After locating the line that holds "Query: orange basketball", output it and all following lines word for word, stopping only at the end of the data.

(Point-per-instance localization data)
*****

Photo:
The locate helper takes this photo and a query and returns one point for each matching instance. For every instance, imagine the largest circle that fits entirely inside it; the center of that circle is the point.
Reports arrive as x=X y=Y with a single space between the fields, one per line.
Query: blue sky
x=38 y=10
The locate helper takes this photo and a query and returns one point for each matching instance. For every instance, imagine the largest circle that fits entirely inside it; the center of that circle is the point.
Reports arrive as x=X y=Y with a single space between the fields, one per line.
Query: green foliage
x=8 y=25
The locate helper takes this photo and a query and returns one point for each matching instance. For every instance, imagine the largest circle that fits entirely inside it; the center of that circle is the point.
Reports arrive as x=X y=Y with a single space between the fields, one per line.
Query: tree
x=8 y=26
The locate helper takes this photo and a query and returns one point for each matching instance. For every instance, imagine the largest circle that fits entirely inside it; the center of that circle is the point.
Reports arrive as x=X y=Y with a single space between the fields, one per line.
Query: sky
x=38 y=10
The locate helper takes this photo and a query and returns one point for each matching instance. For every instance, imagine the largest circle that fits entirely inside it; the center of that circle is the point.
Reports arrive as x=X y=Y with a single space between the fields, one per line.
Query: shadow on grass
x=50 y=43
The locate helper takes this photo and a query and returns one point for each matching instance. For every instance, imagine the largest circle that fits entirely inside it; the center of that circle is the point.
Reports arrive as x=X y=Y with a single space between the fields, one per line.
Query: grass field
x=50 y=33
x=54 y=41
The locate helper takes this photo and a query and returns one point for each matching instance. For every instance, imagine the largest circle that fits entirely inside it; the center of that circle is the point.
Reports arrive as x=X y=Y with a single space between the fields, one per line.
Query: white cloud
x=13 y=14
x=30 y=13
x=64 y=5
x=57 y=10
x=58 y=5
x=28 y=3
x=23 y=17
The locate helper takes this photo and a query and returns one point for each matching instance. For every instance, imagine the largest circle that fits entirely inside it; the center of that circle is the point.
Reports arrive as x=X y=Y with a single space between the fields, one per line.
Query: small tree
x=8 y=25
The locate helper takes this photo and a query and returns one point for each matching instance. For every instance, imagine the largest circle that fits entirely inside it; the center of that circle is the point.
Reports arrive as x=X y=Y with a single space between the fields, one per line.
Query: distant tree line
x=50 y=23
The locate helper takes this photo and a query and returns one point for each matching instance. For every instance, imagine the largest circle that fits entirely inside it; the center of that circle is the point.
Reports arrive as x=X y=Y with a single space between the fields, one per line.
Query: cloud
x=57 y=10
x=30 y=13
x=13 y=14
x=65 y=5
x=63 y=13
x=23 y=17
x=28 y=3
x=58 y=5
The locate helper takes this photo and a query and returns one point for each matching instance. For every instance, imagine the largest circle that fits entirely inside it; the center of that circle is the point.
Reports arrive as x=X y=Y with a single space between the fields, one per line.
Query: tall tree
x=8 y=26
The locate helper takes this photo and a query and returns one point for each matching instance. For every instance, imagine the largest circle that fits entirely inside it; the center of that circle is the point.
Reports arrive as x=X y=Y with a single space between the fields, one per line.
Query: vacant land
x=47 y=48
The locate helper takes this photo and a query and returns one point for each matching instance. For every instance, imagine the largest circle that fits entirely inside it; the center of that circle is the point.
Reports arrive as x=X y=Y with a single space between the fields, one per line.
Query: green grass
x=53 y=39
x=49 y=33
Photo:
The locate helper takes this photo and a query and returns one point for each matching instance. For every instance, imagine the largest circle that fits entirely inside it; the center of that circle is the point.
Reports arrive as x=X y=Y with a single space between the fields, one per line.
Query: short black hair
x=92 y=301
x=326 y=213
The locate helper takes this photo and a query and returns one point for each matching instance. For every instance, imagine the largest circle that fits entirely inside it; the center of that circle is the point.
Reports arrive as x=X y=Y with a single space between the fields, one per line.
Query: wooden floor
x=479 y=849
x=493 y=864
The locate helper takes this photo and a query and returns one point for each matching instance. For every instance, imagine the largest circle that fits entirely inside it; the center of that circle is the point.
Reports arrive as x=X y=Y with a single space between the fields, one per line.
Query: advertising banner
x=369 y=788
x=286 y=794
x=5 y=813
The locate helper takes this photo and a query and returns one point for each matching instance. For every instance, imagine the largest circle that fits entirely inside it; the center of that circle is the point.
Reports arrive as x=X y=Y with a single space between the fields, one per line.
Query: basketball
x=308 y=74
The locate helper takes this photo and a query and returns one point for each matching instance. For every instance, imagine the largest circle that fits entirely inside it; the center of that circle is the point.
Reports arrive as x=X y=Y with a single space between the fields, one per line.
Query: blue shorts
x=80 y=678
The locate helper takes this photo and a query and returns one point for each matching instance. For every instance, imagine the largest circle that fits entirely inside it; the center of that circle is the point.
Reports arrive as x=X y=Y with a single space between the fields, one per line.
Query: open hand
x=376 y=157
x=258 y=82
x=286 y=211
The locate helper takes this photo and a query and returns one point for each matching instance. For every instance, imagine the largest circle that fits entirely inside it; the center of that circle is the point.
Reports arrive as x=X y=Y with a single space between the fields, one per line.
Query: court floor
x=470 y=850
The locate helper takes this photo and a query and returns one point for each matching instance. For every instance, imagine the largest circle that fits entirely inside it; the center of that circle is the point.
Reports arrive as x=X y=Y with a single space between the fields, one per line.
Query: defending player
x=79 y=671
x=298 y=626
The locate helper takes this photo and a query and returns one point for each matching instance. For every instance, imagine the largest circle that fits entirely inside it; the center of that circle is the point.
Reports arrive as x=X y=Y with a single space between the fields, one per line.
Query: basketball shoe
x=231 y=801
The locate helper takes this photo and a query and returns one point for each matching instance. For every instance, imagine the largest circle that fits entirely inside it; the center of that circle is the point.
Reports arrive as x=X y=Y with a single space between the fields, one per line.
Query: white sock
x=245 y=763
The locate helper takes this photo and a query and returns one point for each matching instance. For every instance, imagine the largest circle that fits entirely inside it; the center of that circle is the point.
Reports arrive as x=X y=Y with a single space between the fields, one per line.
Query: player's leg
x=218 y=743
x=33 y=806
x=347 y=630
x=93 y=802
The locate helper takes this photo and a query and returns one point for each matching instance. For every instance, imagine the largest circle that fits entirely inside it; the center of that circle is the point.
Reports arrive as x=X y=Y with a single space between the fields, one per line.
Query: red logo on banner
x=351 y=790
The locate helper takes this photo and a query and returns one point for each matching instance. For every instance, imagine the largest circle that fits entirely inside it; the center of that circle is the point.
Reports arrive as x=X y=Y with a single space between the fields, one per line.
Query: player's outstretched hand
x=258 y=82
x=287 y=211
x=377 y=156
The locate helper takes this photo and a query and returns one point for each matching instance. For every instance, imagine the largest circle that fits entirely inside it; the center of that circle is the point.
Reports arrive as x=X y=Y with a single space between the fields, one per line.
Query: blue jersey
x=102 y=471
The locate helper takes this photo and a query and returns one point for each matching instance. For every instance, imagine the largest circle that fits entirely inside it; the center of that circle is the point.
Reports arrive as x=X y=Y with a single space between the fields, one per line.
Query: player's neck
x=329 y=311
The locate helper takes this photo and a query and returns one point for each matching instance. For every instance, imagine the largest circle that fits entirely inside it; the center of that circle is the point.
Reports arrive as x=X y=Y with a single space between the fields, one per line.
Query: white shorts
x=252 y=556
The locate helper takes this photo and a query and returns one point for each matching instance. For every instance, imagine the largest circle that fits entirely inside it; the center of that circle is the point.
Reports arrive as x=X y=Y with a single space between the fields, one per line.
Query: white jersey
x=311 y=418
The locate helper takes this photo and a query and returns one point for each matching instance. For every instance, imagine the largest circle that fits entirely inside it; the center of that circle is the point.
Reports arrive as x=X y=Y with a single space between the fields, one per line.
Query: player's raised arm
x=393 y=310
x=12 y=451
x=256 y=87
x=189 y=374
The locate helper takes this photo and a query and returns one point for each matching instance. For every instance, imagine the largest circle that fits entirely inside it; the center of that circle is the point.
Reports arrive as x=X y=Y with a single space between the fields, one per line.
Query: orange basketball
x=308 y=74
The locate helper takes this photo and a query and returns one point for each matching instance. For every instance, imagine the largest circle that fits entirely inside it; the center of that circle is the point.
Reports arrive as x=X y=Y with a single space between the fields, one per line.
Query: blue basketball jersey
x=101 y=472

*****

_SOLUTION FOR THIS EXERCISE_
Query: orange basketball
x=308 y=74
The locate helper takes this photo and a query and returns one point for each matching instance. For every instance, imagine the largest circle that fits entirely inside it; the center of that circle is the point.
Reports arrive as x=X y=Y with a single space between the fields, one per line.
Query: blue basketball jersey
x=101 y=472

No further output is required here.